被害状況を述べた本文によると、道路の幹線路は現在どのような状態か。

═════ 本文 ═════

──
被害状況
インフラの被害は依然として復旧の見通しが立たない。
(1) 停電
停電の復旧の見通しは立たない。部分的に少しずつ復旧しつつあるが、まだまだだ。
→ 停電続く能登地方 電柱約1200本に被害 復旧のめど立たず | NHK | 令和6年能登半島地震
→ 石川県内の停電2万2000戸、奥能登4市町で復旧のめど立たないまま : 読売新聞
(2) 断水
断水も復旧の見通しが立たない。
→ 【ライフライン 6日】断水や停電続く 給水支援の状況は | NHK | 令和6年能登半島地震
(3) 道路
道路通行も寸断されているが、幹線路については何とか通行できるようになっている。

出典:朝日新聞
しかし、各地の道路の崩壊箇所は多数あるので、全面的な復旧の見通しは遠い先になりそうだ。崩壊の仕方も多様であり、陥没したり、土砂崩れで埋もれたり、いろいろある。大型の重機が必要な箇所も多いが、重機が届くのは遠い先となりそうだ。
土砂崩れのマップは下記。
→ 斜面崩壊や土砂堆積範囲、分析データをネット公開 国土地理院 能登地震:朝日新聞
(4) 全体復旧
インフラのほかに住居もひどいので、元のように街並みを再建することは困難である。知事もそれを認めた。

═════ 提供資料 ═════

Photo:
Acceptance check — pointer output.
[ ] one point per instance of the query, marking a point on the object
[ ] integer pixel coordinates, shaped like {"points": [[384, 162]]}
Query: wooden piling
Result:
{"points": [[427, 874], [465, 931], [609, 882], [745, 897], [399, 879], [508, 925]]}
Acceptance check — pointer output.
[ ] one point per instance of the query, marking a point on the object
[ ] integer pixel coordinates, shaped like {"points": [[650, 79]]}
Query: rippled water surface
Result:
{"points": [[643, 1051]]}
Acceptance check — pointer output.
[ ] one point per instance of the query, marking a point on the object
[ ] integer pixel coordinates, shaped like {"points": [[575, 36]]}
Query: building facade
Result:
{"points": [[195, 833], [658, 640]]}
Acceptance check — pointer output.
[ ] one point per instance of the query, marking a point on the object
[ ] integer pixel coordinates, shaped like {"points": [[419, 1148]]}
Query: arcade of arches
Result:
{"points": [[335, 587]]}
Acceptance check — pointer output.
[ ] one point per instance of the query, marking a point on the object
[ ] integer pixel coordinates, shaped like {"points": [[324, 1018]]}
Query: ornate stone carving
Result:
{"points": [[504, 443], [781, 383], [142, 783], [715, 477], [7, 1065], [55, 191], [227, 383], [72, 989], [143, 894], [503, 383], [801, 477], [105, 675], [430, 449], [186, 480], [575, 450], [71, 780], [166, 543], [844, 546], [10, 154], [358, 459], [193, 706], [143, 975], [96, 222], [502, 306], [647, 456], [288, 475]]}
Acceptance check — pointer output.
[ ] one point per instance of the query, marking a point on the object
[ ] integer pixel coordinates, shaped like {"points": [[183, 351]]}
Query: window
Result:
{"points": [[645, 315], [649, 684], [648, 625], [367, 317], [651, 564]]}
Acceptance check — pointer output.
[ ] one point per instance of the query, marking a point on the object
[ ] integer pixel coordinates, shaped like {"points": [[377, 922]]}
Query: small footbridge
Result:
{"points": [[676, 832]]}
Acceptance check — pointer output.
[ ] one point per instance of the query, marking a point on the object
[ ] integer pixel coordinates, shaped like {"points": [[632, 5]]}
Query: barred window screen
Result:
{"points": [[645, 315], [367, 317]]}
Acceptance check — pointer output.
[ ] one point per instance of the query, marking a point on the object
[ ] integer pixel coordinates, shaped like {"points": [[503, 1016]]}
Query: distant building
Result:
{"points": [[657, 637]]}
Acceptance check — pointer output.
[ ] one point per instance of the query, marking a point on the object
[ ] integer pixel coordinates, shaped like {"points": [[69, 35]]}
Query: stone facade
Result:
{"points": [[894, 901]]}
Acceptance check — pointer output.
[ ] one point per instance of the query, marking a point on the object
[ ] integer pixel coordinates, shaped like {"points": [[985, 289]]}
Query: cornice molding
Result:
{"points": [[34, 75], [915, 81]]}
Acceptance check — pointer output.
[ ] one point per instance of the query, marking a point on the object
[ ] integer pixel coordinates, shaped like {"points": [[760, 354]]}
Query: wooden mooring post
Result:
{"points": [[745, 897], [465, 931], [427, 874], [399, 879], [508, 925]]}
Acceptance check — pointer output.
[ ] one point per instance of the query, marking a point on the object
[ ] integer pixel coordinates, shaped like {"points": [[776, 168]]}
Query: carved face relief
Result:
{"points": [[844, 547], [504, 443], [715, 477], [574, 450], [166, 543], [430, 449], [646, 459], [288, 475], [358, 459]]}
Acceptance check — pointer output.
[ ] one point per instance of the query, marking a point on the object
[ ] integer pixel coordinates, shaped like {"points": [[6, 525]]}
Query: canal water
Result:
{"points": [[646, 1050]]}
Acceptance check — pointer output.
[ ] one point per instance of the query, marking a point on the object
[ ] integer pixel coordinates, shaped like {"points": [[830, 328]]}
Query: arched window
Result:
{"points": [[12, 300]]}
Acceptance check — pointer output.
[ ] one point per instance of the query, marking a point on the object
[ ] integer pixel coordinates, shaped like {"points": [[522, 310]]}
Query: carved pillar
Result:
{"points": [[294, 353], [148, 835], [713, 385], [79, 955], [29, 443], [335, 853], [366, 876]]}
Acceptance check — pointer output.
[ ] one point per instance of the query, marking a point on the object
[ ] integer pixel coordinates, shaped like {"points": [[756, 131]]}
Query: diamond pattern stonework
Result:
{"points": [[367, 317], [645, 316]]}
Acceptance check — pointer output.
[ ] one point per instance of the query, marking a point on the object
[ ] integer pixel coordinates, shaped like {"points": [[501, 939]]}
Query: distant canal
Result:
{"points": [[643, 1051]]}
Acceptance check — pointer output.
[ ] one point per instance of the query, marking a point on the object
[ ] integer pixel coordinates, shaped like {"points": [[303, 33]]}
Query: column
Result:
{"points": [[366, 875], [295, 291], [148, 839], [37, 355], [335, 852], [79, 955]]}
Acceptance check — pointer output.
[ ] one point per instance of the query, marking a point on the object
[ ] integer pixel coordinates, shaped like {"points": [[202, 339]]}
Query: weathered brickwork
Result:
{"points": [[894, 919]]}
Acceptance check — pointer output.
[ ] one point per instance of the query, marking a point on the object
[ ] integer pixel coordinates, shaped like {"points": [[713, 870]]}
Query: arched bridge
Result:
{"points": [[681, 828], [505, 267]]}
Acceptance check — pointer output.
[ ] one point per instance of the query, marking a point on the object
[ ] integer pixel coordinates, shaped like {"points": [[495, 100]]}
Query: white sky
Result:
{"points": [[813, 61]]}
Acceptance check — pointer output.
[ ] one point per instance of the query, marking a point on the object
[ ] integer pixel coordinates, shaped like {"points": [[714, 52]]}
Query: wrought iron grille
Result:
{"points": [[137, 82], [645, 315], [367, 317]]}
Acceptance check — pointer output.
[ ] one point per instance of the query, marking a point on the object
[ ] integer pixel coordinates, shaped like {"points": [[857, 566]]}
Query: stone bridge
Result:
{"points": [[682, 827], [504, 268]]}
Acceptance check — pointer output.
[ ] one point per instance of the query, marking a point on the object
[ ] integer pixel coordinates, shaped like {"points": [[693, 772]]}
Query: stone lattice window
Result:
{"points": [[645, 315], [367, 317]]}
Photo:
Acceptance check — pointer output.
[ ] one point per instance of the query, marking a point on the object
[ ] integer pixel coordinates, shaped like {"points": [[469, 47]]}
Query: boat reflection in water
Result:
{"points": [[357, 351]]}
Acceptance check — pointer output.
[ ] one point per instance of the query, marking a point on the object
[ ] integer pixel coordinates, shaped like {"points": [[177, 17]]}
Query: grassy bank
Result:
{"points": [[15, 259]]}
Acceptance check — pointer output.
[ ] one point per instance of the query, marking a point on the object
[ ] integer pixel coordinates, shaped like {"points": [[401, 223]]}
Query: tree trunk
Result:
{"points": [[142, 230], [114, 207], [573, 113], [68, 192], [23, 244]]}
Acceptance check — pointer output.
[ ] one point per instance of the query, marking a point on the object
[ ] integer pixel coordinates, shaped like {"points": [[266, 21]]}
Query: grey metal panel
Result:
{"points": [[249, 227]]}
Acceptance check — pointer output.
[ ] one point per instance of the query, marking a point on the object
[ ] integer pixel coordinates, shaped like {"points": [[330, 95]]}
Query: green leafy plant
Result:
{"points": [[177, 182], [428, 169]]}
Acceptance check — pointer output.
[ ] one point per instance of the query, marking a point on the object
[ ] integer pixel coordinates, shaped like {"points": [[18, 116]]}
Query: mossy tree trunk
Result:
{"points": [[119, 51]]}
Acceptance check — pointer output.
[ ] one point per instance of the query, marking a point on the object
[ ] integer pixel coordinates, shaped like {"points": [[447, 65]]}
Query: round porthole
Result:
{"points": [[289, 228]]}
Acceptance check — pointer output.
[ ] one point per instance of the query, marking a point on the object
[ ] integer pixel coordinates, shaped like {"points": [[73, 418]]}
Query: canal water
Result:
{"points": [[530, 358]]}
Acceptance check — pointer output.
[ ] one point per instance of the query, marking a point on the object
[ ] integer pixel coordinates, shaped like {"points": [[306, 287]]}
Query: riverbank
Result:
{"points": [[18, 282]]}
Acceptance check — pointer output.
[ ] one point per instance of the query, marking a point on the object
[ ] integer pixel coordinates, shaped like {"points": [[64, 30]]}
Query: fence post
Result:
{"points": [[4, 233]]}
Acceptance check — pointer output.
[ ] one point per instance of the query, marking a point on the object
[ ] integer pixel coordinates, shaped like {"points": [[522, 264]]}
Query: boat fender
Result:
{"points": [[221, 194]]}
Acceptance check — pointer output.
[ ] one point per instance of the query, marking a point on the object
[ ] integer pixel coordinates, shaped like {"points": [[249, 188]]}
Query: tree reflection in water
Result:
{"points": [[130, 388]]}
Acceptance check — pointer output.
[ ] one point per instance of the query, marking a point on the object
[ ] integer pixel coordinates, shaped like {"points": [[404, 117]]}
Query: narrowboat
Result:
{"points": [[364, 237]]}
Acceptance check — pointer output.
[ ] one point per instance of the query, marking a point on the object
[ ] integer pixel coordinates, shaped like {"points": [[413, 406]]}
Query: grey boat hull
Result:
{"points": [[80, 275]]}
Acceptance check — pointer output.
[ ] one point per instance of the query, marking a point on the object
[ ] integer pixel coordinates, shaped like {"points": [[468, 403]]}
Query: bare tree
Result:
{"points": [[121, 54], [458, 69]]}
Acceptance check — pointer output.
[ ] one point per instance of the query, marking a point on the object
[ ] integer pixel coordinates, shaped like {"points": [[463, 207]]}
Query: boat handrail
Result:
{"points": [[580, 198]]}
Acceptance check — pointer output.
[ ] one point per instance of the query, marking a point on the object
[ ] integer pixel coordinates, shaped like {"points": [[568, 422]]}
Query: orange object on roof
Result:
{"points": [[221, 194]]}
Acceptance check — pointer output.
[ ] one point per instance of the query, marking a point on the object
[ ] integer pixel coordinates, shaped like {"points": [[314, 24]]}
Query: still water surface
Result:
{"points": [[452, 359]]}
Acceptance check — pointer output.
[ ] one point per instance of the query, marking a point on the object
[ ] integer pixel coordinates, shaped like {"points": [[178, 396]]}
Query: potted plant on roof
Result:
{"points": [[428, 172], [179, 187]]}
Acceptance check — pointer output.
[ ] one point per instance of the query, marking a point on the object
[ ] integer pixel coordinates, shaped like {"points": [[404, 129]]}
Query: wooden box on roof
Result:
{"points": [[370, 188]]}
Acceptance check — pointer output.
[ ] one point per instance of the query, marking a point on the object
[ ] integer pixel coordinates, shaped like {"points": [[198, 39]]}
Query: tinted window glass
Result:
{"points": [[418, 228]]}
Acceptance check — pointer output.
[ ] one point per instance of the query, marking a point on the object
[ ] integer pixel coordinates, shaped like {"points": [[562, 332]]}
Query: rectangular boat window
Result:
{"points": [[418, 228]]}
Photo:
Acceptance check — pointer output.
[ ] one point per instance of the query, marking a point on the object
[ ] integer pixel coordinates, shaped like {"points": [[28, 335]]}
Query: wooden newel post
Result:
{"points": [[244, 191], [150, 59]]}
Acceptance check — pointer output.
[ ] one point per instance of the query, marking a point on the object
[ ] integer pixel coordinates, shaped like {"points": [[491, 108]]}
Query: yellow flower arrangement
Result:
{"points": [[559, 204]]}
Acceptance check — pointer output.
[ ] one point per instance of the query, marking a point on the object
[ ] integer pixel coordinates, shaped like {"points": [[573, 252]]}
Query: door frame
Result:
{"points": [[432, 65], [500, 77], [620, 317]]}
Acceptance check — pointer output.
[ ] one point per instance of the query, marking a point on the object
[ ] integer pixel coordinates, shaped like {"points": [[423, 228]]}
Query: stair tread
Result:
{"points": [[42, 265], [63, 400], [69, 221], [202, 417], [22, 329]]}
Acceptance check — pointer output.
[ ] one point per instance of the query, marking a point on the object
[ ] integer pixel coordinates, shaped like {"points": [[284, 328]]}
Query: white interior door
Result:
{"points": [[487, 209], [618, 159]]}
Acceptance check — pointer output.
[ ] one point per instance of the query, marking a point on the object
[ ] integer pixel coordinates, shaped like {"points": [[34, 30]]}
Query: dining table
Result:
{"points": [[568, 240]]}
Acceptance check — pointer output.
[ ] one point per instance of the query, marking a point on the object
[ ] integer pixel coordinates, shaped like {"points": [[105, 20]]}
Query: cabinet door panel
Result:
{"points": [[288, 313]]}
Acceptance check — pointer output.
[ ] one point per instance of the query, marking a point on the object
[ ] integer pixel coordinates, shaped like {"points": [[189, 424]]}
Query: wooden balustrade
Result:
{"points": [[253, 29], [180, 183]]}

═════

**本課題の解答**
何とか通行できるようになっている。